Livestock & Feed Bussiness Worldwide: December 2024

Poultry Production Under Pressure: Climate Change Challenges
 
Low farmgate prices of chicken have troubled poultry farmers in the Philippines in recent times - the growing gap between these and retail prices is a problem too glaring to ignore (pages 4-5).
 
Further imports may likely induce more cuts to farmgate prices in the country. Additionally, while Philippine chicken meat production could increase to 1.63 million metric tonnes for readto-cook products in 2025, farmgate prices may only get some upward momentum with a healthy consumption trend keeping pace.
 
Apart from those issues, climate change looms over as the bigger problem faced by the Philippine agriculture sector. "The impact of climate change is often associated with the increase in temperature changes in precipitation and occurrence of extreme weather conditions which all can affect agricultural productivity, posing a grave threat to national food security," S. S. Capitan et. al. state in the study, "Vulnerability and impact assessment of livestock due to climate change in Luzon, Philippines'.
▬▬▬
Parts of the exercise:
1. Tally how many lines in the entries contain the string "cloudy", with case counting, and give only that number.
2. Pick up the passage on Philippine poultry production and climate change from its last sentence and keep writing.
▬▬▬
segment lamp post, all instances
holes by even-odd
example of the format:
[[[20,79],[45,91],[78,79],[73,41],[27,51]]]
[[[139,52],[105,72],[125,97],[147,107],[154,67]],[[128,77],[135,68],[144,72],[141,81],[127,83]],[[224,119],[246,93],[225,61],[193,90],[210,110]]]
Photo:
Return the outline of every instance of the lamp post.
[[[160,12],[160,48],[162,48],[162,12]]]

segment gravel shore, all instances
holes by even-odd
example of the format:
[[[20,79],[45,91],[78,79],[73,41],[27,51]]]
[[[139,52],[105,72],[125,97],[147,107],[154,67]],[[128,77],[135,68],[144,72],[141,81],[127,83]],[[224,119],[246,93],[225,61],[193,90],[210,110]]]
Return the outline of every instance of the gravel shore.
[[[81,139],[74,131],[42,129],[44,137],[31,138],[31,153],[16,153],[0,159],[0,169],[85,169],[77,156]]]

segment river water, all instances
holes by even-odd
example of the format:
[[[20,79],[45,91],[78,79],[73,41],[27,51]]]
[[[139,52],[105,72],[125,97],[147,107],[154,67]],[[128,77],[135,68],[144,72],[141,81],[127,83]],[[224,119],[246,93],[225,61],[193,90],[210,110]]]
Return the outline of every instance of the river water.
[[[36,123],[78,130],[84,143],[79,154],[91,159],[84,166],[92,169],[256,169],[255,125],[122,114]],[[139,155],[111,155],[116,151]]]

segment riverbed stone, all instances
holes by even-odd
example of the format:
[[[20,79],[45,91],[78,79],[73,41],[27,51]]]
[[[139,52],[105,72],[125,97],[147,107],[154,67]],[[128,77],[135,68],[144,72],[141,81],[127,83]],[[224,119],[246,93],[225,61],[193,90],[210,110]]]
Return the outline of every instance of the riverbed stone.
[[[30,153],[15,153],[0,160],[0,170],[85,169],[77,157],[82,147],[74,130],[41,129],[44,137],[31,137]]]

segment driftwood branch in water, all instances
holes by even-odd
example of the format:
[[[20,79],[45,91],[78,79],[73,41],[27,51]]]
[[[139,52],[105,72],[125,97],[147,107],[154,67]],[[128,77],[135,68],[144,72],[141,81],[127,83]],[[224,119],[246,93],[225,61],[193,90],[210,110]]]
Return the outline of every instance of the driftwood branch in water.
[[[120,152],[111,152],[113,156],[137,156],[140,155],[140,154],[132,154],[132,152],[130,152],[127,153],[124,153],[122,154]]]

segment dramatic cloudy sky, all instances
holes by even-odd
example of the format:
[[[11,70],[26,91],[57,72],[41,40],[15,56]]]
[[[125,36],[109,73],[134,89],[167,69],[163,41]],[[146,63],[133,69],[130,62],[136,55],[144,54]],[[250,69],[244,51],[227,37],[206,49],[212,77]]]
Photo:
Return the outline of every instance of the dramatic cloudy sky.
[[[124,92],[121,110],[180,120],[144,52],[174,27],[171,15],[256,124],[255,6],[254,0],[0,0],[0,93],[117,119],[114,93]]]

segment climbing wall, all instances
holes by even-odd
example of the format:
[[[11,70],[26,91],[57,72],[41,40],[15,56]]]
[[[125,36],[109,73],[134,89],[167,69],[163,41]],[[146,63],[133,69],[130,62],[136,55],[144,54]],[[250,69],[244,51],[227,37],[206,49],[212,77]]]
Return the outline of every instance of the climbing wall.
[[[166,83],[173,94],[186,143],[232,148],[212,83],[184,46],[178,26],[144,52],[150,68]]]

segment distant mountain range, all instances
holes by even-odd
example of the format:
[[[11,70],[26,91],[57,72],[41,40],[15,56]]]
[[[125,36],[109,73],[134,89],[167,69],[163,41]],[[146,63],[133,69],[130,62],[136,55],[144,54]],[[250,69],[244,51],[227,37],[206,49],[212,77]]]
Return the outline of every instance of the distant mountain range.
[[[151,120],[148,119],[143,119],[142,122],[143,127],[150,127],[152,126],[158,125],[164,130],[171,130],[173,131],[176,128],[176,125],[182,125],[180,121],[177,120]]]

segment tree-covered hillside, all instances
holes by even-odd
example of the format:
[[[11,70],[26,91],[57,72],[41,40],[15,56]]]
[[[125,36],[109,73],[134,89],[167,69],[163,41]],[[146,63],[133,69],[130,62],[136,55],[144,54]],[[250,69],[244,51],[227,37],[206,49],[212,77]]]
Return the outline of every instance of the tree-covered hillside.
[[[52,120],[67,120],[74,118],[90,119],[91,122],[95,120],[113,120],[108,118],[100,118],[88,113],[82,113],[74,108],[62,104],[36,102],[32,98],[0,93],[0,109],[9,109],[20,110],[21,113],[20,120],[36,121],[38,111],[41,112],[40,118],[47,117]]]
▬▬▬
Set of answers:
1. 2

2.
Seguing from the economics of poultry production, this issue of Livestock & Feed Business explores the impact of heat stress on chicken meat quality. Thermoregulatory systems are not able to keep up with "the rapid growth rate of muscles, resulting in inability of the modern birds to control their body heat with the fluctuating environmental temperature and high metabolic rates," Zaboli Gholamrez et al. notes (pages 8-9), elaborating the consequences of heat stress on chicken meat quality.
 
Indeed, given how heat stress changes "the aerobic metabolism, glycolysis, and intramuscular fat deposition" in meat quality, leading to "low customer acceptability," the challenges of poultry production go beyond the hurdles on earnings.
 
Such insight suggests that more can be done to ensure the resilience of poultry flocks - when it comes to profitability, it's not only about producing enough to reasonable volumes.
 
The full article is published on the December 2024 issue of LIVESTOCK & FEED Business. To read the full report, please email to inquiry@efeedlink.com to request for a complimentary copy of the magazine, indicating your name, mailing address and title of the report.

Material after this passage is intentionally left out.